▶ [What is expected]: Reproduce the records below word for word, starting at the line containing "Exercise. Identify the parked" and ending at the line containing "(1229, 557)", with both of those lines included.

▶ [Data for processing]:

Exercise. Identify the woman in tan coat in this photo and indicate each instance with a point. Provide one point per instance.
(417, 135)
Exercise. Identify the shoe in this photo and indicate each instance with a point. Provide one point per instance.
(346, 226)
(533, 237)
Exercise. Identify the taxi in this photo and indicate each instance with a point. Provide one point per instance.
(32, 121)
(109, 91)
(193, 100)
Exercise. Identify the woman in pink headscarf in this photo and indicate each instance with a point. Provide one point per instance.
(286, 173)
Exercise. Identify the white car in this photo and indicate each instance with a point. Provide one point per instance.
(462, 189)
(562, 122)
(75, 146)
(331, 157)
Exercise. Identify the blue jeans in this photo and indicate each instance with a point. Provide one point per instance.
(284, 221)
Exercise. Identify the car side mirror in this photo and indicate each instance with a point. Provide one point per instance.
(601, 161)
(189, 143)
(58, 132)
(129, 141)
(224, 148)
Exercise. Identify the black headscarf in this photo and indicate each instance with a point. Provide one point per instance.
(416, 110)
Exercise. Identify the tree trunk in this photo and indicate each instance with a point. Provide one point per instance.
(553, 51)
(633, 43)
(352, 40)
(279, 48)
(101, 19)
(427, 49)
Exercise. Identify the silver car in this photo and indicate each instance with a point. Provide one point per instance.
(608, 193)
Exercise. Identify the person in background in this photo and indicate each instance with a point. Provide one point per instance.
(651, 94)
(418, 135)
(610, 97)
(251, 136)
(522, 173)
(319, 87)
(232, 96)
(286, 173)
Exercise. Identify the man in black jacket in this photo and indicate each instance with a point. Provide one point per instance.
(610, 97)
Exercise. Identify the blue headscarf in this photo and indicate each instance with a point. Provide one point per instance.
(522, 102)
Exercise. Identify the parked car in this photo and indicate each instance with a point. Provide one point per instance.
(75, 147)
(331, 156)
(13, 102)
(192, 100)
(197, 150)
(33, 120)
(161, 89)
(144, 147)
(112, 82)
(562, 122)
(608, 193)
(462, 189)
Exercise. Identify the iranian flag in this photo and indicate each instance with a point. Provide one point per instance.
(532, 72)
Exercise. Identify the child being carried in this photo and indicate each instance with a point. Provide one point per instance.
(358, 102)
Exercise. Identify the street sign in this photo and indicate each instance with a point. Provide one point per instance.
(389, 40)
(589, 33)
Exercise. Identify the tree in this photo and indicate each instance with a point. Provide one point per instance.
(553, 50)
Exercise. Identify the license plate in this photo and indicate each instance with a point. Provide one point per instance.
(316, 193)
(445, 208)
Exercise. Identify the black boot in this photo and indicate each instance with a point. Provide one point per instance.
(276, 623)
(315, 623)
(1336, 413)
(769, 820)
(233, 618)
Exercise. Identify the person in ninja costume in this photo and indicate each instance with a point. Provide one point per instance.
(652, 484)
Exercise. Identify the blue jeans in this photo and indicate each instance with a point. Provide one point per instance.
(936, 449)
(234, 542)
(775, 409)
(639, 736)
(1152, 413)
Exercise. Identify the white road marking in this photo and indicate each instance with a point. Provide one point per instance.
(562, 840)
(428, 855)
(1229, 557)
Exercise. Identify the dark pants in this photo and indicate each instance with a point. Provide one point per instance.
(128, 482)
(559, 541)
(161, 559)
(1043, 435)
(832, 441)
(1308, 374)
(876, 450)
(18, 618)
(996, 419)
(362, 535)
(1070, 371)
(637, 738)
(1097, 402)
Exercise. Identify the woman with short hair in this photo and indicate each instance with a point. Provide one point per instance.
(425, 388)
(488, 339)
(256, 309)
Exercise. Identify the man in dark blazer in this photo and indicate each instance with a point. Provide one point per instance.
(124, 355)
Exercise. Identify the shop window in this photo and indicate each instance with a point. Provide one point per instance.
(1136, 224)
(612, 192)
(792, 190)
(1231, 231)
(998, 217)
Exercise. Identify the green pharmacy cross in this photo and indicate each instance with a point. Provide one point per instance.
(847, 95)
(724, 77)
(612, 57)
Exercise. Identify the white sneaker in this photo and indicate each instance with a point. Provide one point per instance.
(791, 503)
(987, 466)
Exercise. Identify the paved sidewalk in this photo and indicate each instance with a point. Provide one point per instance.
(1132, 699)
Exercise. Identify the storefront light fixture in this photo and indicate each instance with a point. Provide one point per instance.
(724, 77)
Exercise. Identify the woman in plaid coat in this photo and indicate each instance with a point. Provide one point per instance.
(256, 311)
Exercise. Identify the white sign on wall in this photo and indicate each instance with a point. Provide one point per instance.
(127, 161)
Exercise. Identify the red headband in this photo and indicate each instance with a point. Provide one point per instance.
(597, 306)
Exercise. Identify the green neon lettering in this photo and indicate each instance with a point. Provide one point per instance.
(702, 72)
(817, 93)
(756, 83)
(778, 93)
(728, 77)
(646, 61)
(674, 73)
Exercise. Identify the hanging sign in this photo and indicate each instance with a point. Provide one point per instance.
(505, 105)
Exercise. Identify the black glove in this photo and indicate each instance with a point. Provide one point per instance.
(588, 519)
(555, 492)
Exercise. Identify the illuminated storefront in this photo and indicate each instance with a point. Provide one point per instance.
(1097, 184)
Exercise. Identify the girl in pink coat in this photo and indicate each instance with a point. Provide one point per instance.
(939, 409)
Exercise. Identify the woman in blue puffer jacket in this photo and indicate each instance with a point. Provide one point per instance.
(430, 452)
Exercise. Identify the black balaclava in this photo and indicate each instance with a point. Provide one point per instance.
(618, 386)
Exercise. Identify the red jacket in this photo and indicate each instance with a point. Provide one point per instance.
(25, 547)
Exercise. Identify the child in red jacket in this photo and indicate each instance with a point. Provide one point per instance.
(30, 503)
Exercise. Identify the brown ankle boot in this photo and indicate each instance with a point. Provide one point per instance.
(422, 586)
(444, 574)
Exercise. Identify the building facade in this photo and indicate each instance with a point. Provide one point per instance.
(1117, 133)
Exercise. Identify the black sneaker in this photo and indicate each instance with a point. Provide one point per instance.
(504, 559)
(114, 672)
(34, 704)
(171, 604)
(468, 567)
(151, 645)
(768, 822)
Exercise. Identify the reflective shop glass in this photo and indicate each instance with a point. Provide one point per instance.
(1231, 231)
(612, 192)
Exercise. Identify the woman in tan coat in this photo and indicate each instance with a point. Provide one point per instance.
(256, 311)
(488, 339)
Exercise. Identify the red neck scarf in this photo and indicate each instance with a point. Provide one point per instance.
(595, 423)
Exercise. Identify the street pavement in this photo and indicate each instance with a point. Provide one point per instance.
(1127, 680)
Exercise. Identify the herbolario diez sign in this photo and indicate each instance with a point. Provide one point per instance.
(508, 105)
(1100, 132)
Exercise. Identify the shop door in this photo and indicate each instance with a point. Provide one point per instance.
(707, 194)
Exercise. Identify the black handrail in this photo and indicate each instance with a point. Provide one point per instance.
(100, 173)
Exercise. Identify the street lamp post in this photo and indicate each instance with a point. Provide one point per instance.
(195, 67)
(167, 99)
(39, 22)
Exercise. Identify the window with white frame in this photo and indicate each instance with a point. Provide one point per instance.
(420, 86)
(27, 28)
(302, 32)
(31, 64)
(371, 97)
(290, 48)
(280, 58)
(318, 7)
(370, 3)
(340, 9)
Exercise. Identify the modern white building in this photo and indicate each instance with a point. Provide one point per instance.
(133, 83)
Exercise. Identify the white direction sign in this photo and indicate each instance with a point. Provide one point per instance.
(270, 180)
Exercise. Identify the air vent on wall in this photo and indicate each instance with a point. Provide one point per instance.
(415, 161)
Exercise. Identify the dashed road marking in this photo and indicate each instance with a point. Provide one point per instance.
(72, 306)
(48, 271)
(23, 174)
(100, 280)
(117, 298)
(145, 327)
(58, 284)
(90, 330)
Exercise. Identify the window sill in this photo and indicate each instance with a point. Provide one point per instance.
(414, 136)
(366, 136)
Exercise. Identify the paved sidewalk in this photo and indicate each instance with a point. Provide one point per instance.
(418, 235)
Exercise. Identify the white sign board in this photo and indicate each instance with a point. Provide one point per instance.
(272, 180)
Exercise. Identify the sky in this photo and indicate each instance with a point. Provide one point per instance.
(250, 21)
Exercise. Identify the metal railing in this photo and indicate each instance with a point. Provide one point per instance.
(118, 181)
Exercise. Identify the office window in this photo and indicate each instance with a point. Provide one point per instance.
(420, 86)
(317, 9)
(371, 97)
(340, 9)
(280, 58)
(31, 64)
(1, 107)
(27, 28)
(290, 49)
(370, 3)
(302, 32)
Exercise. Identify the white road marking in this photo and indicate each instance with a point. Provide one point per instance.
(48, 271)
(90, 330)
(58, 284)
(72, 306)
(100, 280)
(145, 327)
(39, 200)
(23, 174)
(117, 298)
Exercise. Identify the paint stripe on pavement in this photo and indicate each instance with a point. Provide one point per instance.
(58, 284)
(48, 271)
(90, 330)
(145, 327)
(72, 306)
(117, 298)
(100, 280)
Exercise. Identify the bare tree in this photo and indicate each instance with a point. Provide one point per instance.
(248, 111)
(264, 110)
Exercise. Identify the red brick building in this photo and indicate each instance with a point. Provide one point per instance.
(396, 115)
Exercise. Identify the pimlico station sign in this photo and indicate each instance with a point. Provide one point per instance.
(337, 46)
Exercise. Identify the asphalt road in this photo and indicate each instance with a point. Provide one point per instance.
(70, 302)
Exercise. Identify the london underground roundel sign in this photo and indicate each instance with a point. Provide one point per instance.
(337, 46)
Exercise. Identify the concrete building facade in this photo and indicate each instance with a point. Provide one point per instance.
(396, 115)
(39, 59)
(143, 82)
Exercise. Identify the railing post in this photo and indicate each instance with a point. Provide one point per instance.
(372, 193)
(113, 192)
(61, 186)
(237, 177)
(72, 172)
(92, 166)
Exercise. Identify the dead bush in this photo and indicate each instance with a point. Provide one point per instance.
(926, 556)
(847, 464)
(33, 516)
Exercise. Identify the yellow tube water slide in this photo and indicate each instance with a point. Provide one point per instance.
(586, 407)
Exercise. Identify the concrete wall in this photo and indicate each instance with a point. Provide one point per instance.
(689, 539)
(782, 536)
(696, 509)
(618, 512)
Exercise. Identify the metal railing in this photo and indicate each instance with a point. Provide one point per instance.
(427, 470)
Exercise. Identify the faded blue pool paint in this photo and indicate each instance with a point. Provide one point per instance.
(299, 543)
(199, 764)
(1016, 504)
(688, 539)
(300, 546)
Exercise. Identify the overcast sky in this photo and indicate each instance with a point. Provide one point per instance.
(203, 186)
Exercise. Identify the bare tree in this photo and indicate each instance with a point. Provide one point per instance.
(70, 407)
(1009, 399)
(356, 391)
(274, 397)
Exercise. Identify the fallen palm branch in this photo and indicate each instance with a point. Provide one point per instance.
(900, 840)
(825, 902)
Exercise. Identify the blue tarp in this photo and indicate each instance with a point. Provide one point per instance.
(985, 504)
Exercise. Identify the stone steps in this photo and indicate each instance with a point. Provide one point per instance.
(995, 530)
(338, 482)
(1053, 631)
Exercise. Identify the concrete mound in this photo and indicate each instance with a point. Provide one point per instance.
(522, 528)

▶ [Result]:
Exercise. Identify the parked car in this photo and indicate each instance with a point. Provide one point per instance.
(75, 147)
(331, 156)
(13, 102)
(192, 100)
(197, 150)
(33, 120)
(161, 89)
(144, 147)
(112, 82)
(562, 122)
(608, 193)
(462, 189)
Exercise. Identify the iranian flag in this photo and indicate each instance with a point. Provide one point per instance.
(532, 72)
Exercise. Identify the child being carried in this photo and indicate each instance with a point. Provide one point per instance.
(358, 102)
Exercise. Identify the street sign in this photo and indicate each instance with a point. Provide one point per instance.
(389, 40)
(589, 33)
Exercise. Identify the tree in this photo and indicate each instance with a point. Provide one point per instance.
(553, 50)
Exercise. Identify the license plate in this photo and indicate each instance with a point. Provide one point per instance.
(316, 193)
(445, 208)
Exercise. Identify the black boot in this photo and indicate each instance with a point. Provide one point per instance.
(276, 623)
(315, 623)
(1336, 413)
(769, 820)
(233, 618)
Exercise. Identify the person in ninja costume in this photo and indicate each instance with a point. Provide one point per instance.
(652, 484)
Exercise. Identify the blue jeans in this photo and indicate each instance with a point. Provide one point per instance.
(936, 449)
(234, 542)
(775, 409)
(639, 736)
(1152, 413)
Exercise. Identify the white road marking in this photo and indicate each instance with a point. Provide one point per instance.
(562, 840)
(428, 855)
(1229, 557)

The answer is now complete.